If you want to make yourself bankrupt, please read our publication 'Dealing
with debt - How to petition for your own bankruptcy'. If a firm, rather than
an individual, owes you money, please read our publication 'Dealing
with debt - How to wind up a company that owes you money'.
This publication is only a guide, so you may also want to read the relevant
legislation in the Insolvency Act 1986 and the Insolvency Rules 1986 as amended.
What is bankruptcy?
The court can make a bankruptcy order against an individual who fails to pay
his/her debts. A bankruptcy order makes sure that the assets of the bankrupt are
shared out fairly among the creditors and imposes certain restrictions on the
bankrupt. Bankruptcy does not necessarily mean that the debts of the bankrupt
will be paid.
Where can I get specific advice about dealing with someone who owes me money?
Before you take any action to put an individual into bankruptcy, you should
get your own legal or financial advice about bankruptcy and the other options
available to you.
The Insolvency Service and the courts cannot advise on specific insolvency
problems, for example whether you should make someone bankrupt or whether you
should look at alternatives. You can get advice from your local Citizens Advice
Bureau, a solicitor, a qualified accountant, an authorised insolvency
practitioner, a reputable financial adviser, or a debt advice centre.
How is a bankruptcy order made?
You apply to the court using a 'bankruptcy petition'. A bankruptcy petition is usually presented by a creditor on the grounds that the debtor cannot pay his/her debts. A bankruptcy petition can also be presented by either the debtor or, if the debtor has already made a voluntary arrangement to deal with the debt, by the supervisor of this arrangement.
How do I prove to the court that the debtor cannot pay his/her debts?
The court will regard an individual as being unable to pay his/her debts if
either of the following occurs:
A creditor who is owed more than £750 serves a 'statutory demand' for the money
due and it is not paid or secured (for example, by a guarantee to provide
something else of the same value); or a settlement is not agreed, within 21
days, and the debtor has not applied for the statutory demand to be set aside.

• **Written request 1**:
In the records, locate each line that contains the string "drinking" and copy those lines out.

• **Stored records**:
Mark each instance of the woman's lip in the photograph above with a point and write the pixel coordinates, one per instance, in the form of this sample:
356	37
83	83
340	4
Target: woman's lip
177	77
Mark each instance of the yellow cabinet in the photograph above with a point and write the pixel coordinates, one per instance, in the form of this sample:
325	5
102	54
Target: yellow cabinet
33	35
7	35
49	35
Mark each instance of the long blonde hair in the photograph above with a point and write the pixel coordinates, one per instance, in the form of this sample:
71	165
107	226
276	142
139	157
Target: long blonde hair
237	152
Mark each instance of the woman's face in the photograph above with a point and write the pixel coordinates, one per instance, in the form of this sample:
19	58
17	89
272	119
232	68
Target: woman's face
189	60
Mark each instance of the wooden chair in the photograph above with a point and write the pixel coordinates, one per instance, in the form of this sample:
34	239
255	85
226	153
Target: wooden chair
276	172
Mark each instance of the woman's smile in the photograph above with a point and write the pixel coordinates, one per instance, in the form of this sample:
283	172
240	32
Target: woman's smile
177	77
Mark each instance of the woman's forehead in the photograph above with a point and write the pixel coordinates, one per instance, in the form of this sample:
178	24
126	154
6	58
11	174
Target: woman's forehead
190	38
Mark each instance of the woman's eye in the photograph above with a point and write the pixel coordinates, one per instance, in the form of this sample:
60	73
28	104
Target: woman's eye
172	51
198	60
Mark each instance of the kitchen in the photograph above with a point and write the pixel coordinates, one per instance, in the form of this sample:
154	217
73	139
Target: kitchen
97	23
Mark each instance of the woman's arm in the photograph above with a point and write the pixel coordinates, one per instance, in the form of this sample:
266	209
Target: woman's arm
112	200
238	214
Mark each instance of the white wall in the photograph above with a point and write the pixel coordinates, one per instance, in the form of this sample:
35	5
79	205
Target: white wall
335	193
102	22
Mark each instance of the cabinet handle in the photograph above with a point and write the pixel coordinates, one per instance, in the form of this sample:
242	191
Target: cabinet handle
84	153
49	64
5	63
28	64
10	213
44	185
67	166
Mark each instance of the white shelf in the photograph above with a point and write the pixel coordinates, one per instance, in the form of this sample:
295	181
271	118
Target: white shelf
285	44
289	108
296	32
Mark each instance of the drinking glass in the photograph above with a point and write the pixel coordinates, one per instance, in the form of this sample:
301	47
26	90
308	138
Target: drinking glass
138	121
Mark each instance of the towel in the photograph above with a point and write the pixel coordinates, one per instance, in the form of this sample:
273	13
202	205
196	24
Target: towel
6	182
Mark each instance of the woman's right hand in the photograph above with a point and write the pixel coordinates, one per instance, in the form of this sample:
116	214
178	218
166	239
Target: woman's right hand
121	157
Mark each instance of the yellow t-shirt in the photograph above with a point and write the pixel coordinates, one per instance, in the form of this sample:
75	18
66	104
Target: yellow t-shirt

• **Written request 2**:
From the bankruptcy guide above, list every source of advice it names for someone dealing with a person who owes them money.

• **Correct output 1**:
Mark each instance of the drinking glass in the photograph above with a point and write the pixel coordinates, one per instance, in the form of this sample:
Target: drinking glass

• **Correct output 2**:
- local Citizens Advice Bureau
- a solicitor
- a qualified accountant
- an authorised insolvency practitioner
- a reputable financial adviser
- a debt advice centre